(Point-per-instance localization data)
===
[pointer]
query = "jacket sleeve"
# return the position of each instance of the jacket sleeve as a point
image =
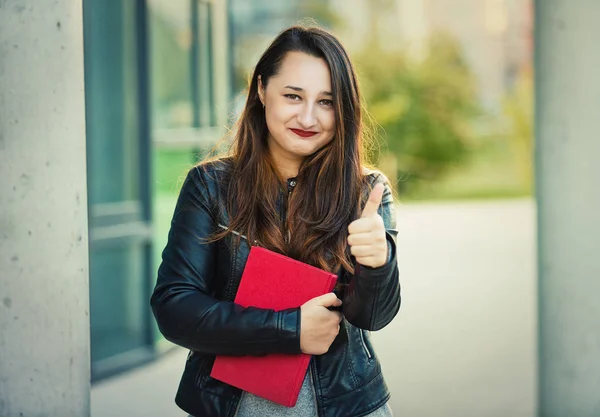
(372, 298)
(185, 310)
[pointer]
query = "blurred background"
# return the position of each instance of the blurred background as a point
(448, 84)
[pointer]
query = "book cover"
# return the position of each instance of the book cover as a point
(273, 281)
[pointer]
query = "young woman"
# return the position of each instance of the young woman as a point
(294, 183)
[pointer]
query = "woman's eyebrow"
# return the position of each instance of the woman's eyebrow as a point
(325, 93)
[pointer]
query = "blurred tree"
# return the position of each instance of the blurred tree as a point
(518, 109)
(424, 107)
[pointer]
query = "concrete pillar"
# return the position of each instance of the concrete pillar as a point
(44, 300)
(568, 190)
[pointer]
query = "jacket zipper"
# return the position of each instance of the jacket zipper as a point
(291, 184)
(313, 374)
(362, 340)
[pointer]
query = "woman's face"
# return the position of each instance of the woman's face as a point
(299, 108)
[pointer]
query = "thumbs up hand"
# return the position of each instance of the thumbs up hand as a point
(366, 236)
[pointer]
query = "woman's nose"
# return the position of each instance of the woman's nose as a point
(306, 117)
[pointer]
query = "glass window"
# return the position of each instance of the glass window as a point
(171, 41)
(117, 302)
(111, 101)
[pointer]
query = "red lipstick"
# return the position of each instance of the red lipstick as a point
(303, 133)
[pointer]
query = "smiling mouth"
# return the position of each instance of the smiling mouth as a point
(304, 133)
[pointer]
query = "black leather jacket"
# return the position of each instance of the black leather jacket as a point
(192, 303)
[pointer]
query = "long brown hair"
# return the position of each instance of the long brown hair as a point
(330, 183)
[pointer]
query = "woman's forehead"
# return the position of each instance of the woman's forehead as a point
(304, 71)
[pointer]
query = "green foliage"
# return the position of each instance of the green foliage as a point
(423, 106)
(518, 110)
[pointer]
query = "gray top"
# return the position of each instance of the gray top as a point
(253, 406)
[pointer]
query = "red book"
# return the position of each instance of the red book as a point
(273, 281)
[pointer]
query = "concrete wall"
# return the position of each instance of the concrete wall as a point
(44, 301)
(568, 178)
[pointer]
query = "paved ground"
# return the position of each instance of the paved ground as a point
(464, 342)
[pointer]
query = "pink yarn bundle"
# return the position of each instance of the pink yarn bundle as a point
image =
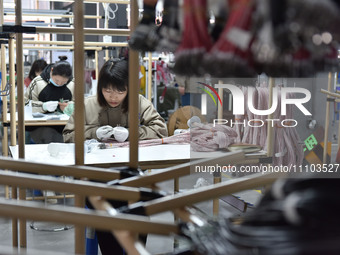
(206, 137)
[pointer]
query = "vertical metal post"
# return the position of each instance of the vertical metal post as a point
(20, 109)
(325, 141)
(133, 91)
(79, 109)
(270, 129)
(3, 86)
(149, 86)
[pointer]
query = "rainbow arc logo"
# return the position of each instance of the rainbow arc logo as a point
(204, 97)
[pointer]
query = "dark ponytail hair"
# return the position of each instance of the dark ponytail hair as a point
(113, 74)
(62, 68)
(38, 65)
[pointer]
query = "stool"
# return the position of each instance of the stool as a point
(48, 228)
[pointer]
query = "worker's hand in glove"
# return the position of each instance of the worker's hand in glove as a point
(120, 134)
(50, 106)
(104, 132)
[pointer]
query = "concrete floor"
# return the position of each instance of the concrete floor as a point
(62, 242)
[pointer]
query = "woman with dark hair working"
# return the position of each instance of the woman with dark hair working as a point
(36, 69)
(106, 114)
(49, 92)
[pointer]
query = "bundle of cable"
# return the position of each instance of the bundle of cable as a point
(293, 39)
(196, 41)
(231, 55)
(296, 217)
(169, 31)
(144, 38)
(207, 137)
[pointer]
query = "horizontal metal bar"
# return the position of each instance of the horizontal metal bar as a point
(92, 31)
(179, 200)
(77, 187)
(92, 173)
(53, 15)
(122, 44)
(82, 217)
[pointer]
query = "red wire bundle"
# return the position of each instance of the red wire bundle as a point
(196, 40)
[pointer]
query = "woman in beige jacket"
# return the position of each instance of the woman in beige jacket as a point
(109, 108)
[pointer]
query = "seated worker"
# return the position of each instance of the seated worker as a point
(109, 108)
(36, 69)
(49, 92)
(105, 111)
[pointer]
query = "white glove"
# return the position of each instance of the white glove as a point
(50, 106)
(120, 134)
(104, 132)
===
Work order:
How many of the lines in the data above carry the word "yarn"? Say the number and nothing else.

Result for this task:
2